___ SOURCE DATA ___

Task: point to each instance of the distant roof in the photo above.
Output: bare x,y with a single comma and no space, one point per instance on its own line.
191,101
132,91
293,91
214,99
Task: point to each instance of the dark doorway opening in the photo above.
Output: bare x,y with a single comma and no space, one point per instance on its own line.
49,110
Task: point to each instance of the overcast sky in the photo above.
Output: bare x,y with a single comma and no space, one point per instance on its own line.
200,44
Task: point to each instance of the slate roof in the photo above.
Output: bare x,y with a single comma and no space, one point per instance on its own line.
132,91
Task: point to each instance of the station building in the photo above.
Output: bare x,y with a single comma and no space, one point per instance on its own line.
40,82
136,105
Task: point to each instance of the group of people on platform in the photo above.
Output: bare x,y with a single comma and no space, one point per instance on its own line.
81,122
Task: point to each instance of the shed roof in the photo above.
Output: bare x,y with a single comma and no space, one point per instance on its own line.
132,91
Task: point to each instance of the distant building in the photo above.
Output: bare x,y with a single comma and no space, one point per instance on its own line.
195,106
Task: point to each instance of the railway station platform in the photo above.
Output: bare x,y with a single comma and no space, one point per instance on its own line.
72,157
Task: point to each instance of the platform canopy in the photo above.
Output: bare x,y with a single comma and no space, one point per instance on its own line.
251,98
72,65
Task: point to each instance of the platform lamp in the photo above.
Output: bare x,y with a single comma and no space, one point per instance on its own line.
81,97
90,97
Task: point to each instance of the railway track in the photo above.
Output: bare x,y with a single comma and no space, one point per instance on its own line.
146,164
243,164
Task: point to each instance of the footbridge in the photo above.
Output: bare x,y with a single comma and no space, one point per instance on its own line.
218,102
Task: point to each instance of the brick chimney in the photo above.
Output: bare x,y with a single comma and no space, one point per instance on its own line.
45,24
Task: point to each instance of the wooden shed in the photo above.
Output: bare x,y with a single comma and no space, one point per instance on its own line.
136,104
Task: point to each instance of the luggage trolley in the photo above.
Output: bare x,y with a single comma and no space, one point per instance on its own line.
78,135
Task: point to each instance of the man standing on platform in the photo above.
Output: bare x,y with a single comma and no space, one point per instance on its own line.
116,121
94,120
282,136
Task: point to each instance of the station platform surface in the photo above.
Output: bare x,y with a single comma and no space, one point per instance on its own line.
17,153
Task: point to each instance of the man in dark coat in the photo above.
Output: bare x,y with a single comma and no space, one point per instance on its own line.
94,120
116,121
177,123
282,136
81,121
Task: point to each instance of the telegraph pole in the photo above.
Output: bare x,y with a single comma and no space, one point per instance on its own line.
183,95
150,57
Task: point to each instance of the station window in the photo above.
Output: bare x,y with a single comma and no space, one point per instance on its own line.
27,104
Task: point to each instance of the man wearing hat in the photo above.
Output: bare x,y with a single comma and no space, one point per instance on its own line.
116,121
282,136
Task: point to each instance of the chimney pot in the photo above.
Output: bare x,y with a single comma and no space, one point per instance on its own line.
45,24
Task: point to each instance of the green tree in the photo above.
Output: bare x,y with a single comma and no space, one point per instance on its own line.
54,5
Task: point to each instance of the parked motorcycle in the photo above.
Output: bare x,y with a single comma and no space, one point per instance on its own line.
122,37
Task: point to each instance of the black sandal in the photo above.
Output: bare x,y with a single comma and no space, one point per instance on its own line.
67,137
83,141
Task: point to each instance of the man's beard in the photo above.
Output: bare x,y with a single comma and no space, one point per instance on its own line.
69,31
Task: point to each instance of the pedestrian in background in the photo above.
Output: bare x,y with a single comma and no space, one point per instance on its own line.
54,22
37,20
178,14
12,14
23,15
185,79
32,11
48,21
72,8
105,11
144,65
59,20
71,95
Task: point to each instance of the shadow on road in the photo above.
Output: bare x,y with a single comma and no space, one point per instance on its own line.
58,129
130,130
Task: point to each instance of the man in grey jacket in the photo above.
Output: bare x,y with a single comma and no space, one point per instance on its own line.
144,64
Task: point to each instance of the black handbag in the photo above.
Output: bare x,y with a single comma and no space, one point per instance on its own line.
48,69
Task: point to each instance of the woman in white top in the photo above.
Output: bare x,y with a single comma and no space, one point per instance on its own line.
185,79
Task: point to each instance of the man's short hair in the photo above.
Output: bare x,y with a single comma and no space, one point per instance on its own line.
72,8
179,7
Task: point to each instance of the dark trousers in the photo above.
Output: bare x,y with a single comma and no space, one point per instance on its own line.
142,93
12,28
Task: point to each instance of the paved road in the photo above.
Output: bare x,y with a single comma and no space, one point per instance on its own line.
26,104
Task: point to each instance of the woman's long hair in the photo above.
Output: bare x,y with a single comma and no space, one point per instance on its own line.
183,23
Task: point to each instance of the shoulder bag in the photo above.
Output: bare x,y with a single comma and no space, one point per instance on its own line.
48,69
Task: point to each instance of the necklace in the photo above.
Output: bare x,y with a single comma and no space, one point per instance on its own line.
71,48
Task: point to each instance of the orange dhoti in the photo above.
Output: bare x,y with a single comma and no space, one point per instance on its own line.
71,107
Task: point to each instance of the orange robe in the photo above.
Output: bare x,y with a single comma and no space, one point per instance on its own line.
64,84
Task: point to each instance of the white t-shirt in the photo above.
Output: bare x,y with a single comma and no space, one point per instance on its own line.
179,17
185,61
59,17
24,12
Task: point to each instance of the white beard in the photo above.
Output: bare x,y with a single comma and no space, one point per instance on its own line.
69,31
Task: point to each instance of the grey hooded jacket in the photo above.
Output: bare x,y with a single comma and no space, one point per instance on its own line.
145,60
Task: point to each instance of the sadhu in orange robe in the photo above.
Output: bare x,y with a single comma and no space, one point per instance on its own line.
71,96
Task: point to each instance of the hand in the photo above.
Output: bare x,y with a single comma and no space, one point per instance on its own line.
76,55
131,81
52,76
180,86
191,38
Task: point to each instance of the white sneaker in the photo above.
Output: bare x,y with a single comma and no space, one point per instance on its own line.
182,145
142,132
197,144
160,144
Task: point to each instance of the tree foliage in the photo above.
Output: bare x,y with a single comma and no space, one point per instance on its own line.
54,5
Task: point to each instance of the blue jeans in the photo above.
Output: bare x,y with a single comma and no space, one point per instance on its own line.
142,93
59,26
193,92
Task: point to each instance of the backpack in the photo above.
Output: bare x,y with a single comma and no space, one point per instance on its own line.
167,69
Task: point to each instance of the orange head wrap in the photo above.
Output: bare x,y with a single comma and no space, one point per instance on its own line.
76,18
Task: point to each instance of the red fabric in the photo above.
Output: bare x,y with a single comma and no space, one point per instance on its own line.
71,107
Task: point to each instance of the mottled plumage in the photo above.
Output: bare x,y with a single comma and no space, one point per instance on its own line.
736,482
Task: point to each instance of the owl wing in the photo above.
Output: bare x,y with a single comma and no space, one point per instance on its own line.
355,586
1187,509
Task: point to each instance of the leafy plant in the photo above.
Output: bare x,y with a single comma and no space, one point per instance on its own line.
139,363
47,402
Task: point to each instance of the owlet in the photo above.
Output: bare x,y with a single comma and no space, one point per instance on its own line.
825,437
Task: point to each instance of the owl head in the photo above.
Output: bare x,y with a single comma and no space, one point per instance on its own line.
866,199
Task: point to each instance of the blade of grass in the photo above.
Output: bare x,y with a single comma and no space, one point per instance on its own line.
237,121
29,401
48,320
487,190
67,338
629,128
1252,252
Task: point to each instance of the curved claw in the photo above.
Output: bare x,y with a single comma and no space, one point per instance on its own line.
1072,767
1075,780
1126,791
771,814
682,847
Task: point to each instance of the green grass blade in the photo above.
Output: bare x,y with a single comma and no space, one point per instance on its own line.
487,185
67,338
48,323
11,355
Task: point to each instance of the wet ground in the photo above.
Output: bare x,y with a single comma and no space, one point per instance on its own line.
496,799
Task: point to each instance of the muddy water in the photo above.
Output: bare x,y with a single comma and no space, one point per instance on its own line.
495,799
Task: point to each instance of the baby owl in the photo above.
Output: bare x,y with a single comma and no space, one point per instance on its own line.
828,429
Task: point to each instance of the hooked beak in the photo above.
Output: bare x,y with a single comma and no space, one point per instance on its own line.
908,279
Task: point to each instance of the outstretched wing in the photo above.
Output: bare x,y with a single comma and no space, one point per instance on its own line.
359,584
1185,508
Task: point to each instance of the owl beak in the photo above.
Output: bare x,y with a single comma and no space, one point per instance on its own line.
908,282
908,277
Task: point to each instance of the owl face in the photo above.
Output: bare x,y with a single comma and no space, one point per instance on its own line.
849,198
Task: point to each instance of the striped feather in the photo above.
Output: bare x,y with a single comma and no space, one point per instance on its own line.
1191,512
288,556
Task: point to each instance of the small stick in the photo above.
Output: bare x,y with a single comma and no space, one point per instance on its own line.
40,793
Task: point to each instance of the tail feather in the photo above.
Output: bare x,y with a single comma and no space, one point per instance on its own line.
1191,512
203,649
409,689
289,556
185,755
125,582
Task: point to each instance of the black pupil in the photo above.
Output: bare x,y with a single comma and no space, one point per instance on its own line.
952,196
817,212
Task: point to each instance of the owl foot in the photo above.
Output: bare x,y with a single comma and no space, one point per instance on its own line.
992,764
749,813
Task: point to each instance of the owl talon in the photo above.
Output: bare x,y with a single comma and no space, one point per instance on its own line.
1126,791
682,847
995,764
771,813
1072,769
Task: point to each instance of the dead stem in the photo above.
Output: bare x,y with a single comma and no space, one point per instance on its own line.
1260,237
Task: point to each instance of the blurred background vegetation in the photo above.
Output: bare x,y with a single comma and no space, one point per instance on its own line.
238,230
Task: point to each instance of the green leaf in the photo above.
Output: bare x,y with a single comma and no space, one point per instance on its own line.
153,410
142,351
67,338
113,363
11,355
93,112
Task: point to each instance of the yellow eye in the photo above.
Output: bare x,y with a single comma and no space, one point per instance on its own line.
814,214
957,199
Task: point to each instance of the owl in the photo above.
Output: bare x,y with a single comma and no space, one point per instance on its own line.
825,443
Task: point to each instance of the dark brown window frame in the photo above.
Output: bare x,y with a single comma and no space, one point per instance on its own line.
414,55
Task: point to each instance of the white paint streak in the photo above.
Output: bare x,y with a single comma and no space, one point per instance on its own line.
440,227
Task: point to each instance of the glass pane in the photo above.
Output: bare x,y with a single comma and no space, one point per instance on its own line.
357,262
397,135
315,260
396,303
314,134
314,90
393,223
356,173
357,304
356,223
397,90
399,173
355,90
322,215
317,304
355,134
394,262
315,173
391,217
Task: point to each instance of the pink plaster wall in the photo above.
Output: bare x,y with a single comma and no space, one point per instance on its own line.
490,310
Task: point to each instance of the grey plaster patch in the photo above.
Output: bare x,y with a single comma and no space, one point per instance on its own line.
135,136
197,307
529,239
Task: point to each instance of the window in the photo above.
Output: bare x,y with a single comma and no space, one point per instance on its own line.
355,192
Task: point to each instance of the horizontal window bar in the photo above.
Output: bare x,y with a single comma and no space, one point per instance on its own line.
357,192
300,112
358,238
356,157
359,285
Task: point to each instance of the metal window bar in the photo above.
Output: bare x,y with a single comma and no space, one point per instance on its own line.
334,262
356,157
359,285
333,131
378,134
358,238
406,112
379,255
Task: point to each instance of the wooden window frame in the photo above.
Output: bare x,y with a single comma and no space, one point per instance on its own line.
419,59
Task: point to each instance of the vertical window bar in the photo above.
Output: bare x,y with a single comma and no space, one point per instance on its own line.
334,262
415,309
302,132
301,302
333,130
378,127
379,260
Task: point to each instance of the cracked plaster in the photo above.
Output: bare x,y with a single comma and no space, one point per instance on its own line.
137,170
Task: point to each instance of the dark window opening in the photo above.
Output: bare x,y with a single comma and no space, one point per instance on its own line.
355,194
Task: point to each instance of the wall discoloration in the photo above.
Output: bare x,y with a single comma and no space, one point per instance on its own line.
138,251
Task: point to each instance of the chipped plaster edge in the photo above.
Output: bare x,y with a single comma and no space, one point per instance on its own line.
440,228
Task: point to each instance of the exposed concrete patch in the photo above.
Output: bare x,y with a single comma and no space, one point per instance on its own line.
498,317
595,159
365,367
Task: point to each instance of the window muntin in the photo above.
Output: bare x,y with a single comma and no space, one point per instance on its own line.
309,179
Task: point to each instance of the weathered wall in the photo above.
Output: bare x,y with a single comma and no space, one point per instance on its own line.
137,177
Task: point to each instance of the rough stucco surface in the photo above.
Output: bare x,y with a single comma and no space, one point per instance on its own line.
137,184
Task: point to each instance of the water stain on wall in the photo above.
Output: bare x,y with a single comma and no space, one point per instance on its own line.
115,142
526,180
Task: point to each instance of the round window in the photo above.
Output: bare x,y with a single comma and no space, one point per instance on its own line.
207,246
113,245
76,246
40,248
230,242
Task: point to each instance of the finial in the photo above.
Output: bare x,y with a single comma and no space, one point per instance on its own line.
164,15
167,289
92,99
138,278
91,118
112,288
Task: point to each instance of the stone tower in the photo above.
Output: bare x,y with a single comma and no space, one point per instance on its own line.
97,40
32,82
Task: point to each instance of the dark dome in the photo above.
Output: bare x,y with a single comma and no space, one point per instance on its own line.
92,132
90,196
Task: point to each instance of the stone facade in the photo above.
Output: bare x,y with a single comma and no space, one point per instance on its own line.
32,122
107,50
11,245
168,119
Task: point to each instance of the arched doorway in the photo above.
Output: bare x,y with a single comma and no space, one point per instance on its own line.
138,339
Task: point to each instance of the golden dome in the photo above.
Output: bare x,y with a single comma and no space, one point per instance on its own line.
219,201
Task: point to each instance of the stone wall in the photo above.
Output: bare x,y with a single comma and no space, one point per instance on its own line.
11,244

___

DESCRIPTION OF THE TASK:
Looking back at the data above, tally each line that includes the word "shed", then answer with the total alone.

REPLY TO THE EXERCISE:
2